══ LISTED ENTRIES ══

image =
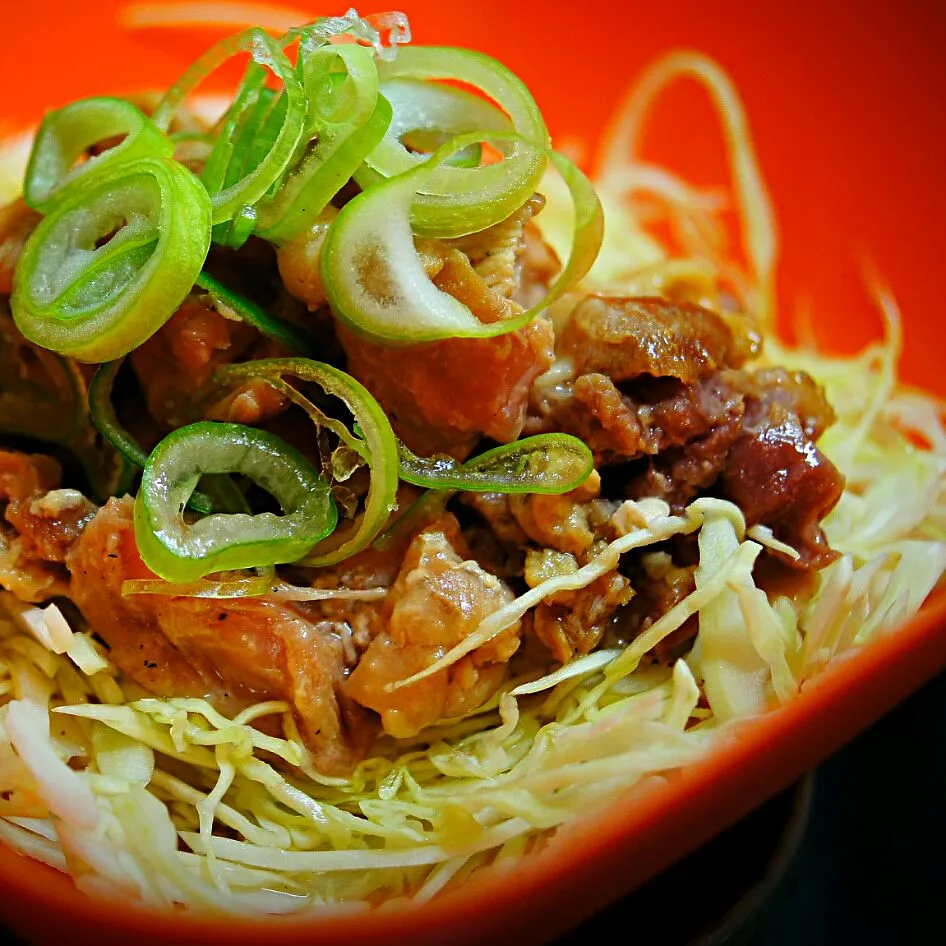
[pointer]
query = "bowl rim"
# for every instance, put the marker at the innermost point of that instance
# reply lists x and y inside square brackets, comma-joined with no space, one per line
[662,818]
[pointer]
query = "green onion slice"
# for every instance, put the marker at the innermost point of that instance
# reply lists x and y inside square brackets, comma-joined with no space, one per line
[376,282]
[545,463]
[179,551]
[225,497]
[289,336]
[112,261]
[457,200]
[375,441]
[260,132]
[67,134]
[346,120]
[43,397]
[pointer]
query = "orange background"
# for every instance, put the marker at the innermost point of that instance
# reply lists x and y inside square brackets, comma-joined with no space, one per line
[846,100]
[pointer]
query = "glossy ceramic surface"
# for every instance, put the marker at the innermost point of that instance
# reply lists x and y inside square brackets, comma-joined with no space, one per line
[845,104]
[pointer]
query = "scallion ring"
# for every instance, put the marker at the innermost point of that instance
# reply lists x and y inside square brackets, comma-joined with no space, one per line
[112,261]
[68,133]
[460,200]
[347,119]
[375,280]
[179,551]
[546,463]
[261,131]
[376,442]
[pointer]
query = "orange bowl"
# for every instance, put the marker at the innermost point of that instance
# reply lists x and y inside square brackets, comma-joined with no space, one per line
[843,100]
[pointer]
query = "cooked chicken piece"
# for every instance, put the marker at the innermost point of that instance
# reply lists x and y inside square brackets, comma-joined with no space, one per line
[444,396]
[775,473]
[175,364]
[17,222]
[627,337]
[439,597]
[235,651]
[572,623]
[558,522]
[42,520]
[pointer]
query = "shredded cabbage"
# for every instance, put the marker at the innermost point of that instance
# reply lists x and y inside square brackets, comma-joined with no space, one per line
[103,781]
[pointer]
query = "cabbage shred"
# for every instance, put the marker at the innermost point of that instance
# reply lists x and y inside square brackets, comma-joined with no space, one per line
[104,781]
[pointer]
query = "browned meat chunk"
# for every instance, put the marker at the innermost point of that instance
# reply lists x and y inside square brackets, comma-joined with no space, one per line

═══

Every record must be copied exactly, with images dropped from the result.

→ FINISHED TASK
image =
[pointer]
query = "bowl rim"
# for every instance, put the marker at the innermost point of that instance
# reply lists x and y inside square brackets, comma-joined with no space, one per line
[662,818]
[pointer]
query = "green onion slice"
# for every instance, put the marker at the innermost point of that instance
# reply lists x and y inside square brackets, comma-joined with no space, one per line
[376,282]
[545,463]
[179,551]
[225,497]
[289,336]
[112,261]
[457,200]
[375,441]
[260,132]
[67,134]
[346,120]
[43,397]
[pointer]
query = "orange background"
# for every instance, put the marker at the innermost point of that instance
# reply lists x and y inside square brackets, comma-joined with no space, one per line
[846,100]
[pointer]
query = "glossy ceramic surface"
# for every instance, put the marker at the innermost point of that instance
# reply lists x and y inside square brackets, comma-joined with no space, one per line
[845,104]
[pointer]
query = "scallion ring"
# for every instance, put the marker at the innermost point of that instance
# reply lists x and y inside square brackets, comma-joined with no space, one per line
[112,261]
[68,133]
[460,200]
[347,119]
[375,280]
[179,551]
[546,463]
[261,131]
[376,442]
[pointer]
query = "orange bowl"
# for every instance, put the marker at the innermost point of that instance
# reply lists x and y inside square brackets, comma-joined with no space, one per line
[843,100]
[pointer]
query = "cooked chicken piece"
# for every instance, put the marker at the innermost point of that instance
# reply lists x and y inside square brackets, comma-joined with no space, one per line
[444,396]
[775,473]
[175,364]
[17,222]
[627,337]
[439,597]
[235,651]
[572,623]
[558,522]
[42,520]
[pointer]
query = "shredded cabbage"
# for every instance, put the marker at the innermost point of that instance
# reply lists x and y inside square brackets, comma-joined with no space, one per line
[103,781]
[pointer]
query = "cabbage shred"
# for every instance, put the marker at the innermost point of that instance
# reply lists x and y inside square brackets, comma-joined with no space, one per line
[104,781]
[pointer]
query = "browned meat chunk"
# for every instance, put the marker at the innermost point of that instance
# reply lists x and y inside square brackets, comma-joined with no space, one per line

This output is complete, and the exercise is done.